## What needs to be done
Answer these questions about the forum thread on FreeBSD jails:
(a) What command does the thread give for starting the jail?
(b) Which FreeBSD version does osx-addict believe the tutorial was written for?
(c) According to Mel_Flynn, when is building a jail from source the smarter choice?

— Begin Text extract —

Copy /etc/rc.conf to /usr/jails/sendmail/etc and update to remove any host rc items (setup of fxp0, jail enable stuff added above, disable ssh probably,etc)
mount /usr/ports and /usr/src using devfs mounts inside the jails -- probably r/w for now
start the jail using "/etc/rc.d/jails start sendmail"
jexec jid tcsh (substitute jid with the id returned by "jls")
follow the majority of the directions found here to install SpamAssasin, spamassassin-milter, ClamAV, config Sendmail, setup autoboot for these items within the jail -- make sure you update the jail's /etc/rc.conf not the hosts.
Follow the steps found here to get DoveCot running in the jail
Once all installation items are done, make sure to remove the /usr/src and /usr/ports devfs mounts from the jail.
Make sure the host does not startup services (e.g. Sendmail) on its own as the Jail should be doing that now -- check w/ "netstat -a"

Does that sound about right?  Am I missing anything or is there a better way to achieve the same end results?


----------



## osx-addict (Mar 3, 2009)

Just to reply to myself.. I found a tutorial that seems to cover most of what I'm after above.. While it doesn't directly cover a Sendmail jail, it does show how to create jail bases, and specific service jails for web,etc.

http://www.joomlawebserver.com/freebsd/index.php

I believe that tutorial is for an older version (6.2) of FreeBSD but very much still relevant..  Anyway, just passing this along..


----------



## Mel_Flynn (Mar 5, 2009)

What's wrong with the jail(8) manpage? I'm not entirely sure why someone would advise to download the distribution packages. You can easily build from source and this is actually smarter to do if you ever plan to upgrade your host system.
Lots of people will advise you to use ezjail, I'm not one of them, since the ammount of features that got into it, it's more work configuring ezjail then installing a new jail. That set aside, having installed a jail from source at least once is a good learning experience of how host and jail relate to eachother, how the build system can help you and how to keep host and jail in sync with eachother.
The latter is not a prerequisite for a good working jail, but, the intent of most jails is to provide services for the big bad ugly world out there, so you do want your jails to have the latest security patches.
Also, once you understand the steps in jail(8), you are better equipped to troubleshoot issues with jail management software, like ezjail.


----------



## osx-addict (Mar 5, 2009)

Nothing is wrong with the jail manpage.. I'm new to FreeBSD and wanted something that was a bit more global in nature that would show both the jail & host sides and typical setup/usage.  I've learned a lot over the past several days and still had to ping people here on the boards for some questions that I just didn't find obvious answers for. (I've got another thread in the firewall forum you can read if you like).. Anyway, I'm much more comfortable with things now and am not using ezjail at all..


----------

— End Text extract —
— Begin Record list —

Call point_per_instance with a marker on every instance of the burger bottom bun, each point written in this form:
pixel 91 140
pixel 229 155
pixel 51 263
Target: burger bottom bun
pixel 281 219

— End Record list —

## Written response
(a) "/etc/rc.d/jails start sendmail"
(b) Version 6.2
(c) When you plan to upgrade your host system